Rename "noun phrase" to "short label" everywhere it occurs in the records below. Reproduce the records with every other word left unchanged.

(Items from a dataset)
Begin

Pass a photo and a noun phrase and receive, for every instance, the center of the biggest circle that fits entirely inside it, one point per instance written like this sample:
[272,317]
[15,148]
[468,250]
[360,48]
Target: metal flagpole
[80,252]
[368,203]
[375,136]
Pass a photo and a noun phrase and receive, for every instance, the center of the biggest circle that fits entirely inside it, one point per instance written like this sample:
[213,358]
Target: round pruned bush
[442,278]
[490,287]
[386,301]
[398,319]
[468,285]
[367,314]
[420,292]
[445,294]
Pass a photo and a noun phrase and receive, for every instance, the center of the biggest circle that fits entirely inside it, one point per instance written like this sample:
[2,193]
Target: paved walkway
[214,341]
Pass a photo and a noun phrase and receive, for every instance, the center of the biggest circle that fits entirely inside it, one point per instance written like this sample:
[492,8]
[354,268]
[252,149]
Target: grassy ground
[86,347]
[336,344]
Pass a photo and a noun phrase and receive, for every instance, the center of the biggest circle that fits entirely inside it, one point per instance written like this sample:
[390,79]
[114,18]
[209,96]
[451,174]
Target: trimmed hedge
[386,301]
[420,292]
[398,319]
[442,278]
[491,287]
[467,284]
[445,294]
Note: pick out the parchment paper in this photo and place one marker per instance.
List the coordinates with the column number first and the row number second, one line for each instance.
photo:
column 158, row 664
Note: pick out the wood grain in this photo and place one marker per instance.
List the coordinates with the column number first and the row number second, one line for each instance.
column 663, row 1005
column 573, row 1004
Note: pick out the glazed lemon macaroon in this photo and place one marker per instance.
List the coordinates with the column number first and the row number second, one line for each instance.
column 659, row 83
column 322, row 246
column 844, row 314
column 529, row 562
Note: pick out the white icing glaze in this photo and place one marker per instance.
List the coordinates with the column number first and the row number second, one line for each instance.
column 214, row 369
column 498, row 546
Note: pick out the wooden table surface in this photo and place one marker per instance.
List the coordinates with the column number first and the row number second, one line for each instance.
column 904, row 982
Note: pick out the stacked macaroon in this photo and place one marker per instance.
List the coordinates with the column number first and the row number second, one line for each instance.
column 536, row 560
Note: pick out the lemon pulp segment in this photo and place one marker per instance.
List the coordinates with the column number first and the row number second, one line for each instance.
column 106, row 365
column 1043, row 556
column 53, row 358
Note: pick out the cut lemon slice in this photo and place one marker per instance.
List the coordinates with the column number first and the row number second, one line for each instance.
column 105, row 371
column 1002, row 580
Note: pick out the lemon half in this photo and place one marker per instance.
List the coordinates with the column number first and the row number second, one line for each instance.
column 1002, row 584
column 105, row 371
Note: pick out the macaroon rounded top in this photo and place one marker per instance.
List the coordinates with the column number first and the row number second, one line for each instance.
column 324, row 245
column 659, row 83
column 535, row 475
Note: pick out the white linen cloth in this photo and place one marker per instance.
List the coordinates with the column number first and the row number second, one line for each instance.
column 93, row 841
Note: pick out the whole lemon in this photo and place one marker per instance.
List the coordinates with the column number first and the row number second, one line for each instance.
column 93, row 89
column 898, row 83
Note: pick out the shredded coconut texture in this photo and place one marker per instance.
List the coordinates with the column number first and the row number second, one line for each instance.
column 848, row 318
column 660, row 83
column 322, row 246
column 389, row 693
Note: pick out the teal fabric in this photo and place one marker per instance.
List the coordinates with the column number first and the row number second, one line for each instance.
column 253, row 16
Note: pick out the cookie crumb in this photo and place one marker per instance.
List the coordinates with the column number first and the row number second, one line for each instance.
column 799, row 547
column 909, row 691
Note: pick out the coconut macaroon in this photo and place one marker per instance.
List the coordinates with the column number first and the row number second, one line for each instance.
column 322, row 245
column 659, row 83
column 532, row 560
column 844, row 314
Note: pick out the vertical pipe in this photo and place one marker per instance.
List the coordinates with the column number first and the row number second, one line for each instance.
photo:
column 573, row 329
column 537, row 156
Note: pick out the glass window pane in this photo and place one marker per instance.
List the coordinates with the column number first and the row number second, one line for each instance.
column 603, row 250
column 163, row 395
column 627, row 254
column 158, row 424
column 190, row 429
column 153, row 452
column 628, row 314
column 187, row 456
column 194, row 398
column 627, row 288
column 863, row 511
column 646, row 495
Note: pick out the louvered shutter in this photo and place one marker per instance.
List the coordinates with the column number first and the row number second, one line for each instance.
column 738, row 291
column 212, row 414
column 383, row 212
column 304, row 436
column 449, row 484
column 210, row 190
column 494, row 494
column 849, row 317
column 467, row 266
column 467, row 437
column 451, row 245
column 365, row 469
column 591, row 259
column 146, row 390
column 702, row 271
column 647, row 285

End

# Completed task
Pass a photo and a short label and receive, for every instance, the center of the biggest circle that fits entirely inside it, one point per instance written like this sample:
[272,317]
[15,148]
[468,250]
[360,48]
Target: metal flagpole
[80,252]
[368,203]
[375,136]
Pass a photo and a short label and receive, for every instance, the center of the biggest circle that fits entirely inside it, one point per instance written like this sample:
[213,358]
Target: round pruned bush
[442,278]
[490,287]
[386,301]
[398,319]
[468,285]
[367,314]
[420,292]
[445,294]
Pass a photo and a short label and receive, for every instance, the center of the biggest circle that fits entirely inside it, one point per instance written like this sample:
[2,193]
Target: paved walkway
[214,341]
Pass a photo and a short label and receive, for every instance, the center of the biggest circle that fits entirely inside it, one point per instance written like this sample:
[492,8]
[354,268]
[252,149]
Target: grassy ground
[86,347]
[336,344]
Pass a photo and a short label and receive, for every instance, the center of the biggest circle that fits entirely inside it, one point per instance written like this sample:
[390,79]
[114,18]
[209,96]
[451,174]
Target: trimmed hedge
[386,301]
[420,292]
[398,319]
[442,278]
[491,287]
[467,284]
[445,294]
Note: pick out the parchment paper in this photo and place one marker per instance.
List the coordinates with the column number first and the row number second, one line for each instance.
photo:
column 158, row 664
Note: pick out the wood grain in this photo and place one marker per instance.
List the coordinates with the column number first and the row number second, one line for each instance.
column 663, row 1005
column 573, row 1004
Note: pick out the glazed lemon macaroon in this photo and place one marker per instance.
List the coordinates with the column number first and the row number second, one line for each instance.
column 659, row 83
column 322, row 246
column 844, row 314
column 529, row 562
Note: pick out the white icing glaze in this photo and place one marker per instance.
List the coordinates with the column number first and the row number second, one line for each instance.
column 214, row 369
column 498, row 546
Note: pick out the wooden table surface in this photo and place one marker per instance.
List the coordinates with the column number first and the row number second, one line for each instance.
column 904, row 982
Note: pick out the stacked macaroon in this photo and place one marker per instance.
List the coordinates with the column number first and the row number second, one line for each instance.
column 536, row 560
Note: pick out the lemon pulp segment in this photo and place one marker per instance.
List the coordinates with the column number first and the row number second, one line for each instance.
column 106, row 365
column 1043, row 556
column 53, row 358
Note: pick out the cut lemon slice in this photo and place one marker per instance.
List the coordinates with the column number first and the row number second, one line for each instance.
column 105, row 371
column 1002, row 580
Note: pick out the lemon half in this photo and place one marker per instance.
List the coordinates with the column number first and the row number second, one line for each instance.
column 1002, row 584
column 105, row 371
Note: pick out the macaroon rounded top in this photo and place one marker per instance.
List the coordinates with the column number first and the row number second, one line for each instance.
column 324, row 245
column 659, row 83
column 535, row 475
Note: pick out the white linen cloth in this photo and place one marker per instance.
List the coordinates with the column number first and the row number second, one line for each instance.
column 93, row 841
Note: pick out the whole lemon in this photo and place one marker per instance.
List the coordinates with the column number first and the row number second, one line for each instance.
column 93, row 89
column 898, row 83
Note: pick out the shredded coconut texture in this photo and place one marker per instance.
List the coordinates with the column number first and the row number second, one line for each instance.
column 848, row 318
column 660, row 83
column 322, row 246
column 389, row 693
Note: pick out the teal fabric in this photo and place one marker per instance.
List the coordinates with the column number first and the row number second, one line for each instance.
column 253, row 16
Note: pick out the cookie crumb in this photo and place one marker per instance.
List the coordinates with the column number first and the row number second, one line for each instance.
column 799, row 547
column 909, row 691
Note: pick out the coconut macaroon in this photo and place one marker per instance.
List the coordinates with the column number first and the row number second, one line for each instance.
column 322, row 245
column 659, row 83
column 532, row 560
column 844, row 314
Note: pick out the vertical pipe in this photo and place one marker per instance.
List the coordinates with the column number first and the row number second, one line for each instance.
photo:
column 573, row 329
column 537, row 156
Note: pick out the glass window pane in this photo and place one marker per instance.
List the coordinates with the column number first and the row number second, one line for each instance.
column 603, row 250
column 163, row 395
column 627, row 254
column 158, row 424
column 190, row 429
column 153, row 452
column 628, row 314
column 187, row 456
column 194, row 398
column 627, row 288
column 863, row 511
column 646, row 495
Note: pick out the louvered shutter in this photo and place one marker per instance.
List the coordinates with the column number first and the row number second, one line for each instance.
column 738, row 291
column 212, row 414
column 383, row 212
column 304, row 436
column 449, row 484
column 210, row 190
column 494, row 494
column 849, row 317
column 467, row 266
column 467, row 437
column 451, row 245
column 365, row 469
column 591, row 259
column 146, row 390
column 702, row 271
column 647, row 285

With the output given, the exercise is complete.